======== PASSAGE PROVIDED
Physics

The Department of Physics offers Master of Arts (AM) and Doctor of Philosophy (PhD) programs in physics. Research in this department covers a wide area of experimental and theoretical physics and benefits from close contacts with nuclear and inorganic chemists in the chemistry department, planetary scientists in the earth and planetary sciences department, applied scientists in the McKelvey School of Engineering and the Institute of Materials Science & Engineering, and biological scientists both on the Danforth Campus and at the School of Medicine. The department is a major participant in the McDonnell Center for the Space Sciences, the Institute of Materials Science & Engineering, and the Center for Quantum Sensors.

Experimental research areas include the following:

  • Astrophysics (observations of cosmic rays, gamma rays, X-rays, dark matter detection, high-precision tests of gravity)
  • Space sciences (laboratory analysis of meteorites, stardust, interplanetary dust particles)
  • Condensed matter and materials physics (graphene and other two-dimensional atomic crystals, nanostructured materials, metallic glasses and liquids, magnetism and superconductivity, high-pressure physics, topological materials)
  • Quantum information science (quantum sensing, simulation and computation)
================
======== SUPPLIED ENTRIES
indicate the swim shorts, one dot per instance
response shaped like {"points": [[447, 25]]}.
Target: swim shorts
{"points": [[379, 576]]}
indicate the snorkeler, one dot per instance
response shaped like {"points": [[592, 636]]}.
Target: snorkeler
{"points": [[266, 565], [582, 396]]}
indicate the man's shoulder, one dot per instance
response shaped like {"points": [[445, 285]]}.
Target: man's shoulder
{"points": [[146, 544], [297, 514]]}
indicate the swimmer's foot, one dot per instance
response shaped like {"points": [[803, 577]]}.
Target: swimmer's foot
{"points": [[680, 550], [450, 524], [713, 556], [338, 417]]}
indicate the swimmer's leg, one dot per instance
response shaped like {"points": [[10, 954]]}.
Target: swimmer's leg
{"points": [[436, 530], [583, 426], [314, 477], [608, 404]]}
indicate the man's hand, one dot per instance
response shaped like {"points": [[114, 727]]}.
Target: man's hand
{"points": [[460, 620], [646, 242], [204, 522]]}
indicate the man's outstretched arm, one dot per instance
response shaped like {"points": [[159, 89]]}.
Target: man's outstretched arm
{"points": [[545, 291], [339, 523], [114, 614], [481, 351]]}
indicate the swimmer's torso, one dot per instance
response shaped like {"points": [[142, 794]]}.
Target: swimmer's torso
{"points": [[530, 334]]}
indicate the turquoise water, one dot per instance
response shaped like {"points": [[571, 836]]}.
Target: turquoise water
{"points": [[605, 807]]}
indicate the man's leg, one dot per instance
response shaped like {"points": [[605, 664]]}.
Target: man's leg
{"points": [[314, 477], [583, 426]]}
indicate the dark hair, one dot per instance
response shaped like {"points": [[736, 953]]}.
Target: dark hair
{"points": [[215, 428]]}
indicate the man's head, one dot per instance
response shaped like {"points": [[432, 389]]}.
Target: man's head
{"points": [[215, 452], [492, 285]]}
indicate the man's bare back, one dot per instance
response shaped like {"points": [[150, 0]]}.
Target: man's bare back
================
• _EXERCISES TO COMPLETE_:
1. Answer these about the Physics passage:
(a) Which two degree programs does the department offer?
(b) In which three centers or institutes is the department a major participant?
(c) Which experimental research area includes laboratory analysis of meteorites?
2. Give again, word for word, the part of the Physics passage starting with "Experimental research areas" and going on through "physics, topological materials)".

• _ANSWERS TO THE EXERCISES_:
1.
(a) Master of Arts (AM) and Doctor of Philosophy (PhD)
(b) The McDonnell Center for the Space Sciences, the Institute of Materials Science & Engineering, and the Center for Quantum Sensors
(c) Space sciences

2.
Experimental research areas include the following:

  • Astrophysics (observations of cosmic rays, gamma rays, X-rays, dark matter detection, high-precision tests of gravity)
  • Space sciences (laboratory analysis of meteorites, stardust, interplanetary dust particles)
  • Condensed matter and materials physics (graphene and other two-dimensional atomic crystals, nanostructured materials, metallic glasses and liquids, magnetism and superconductivity, high-pressure physics, topological materials)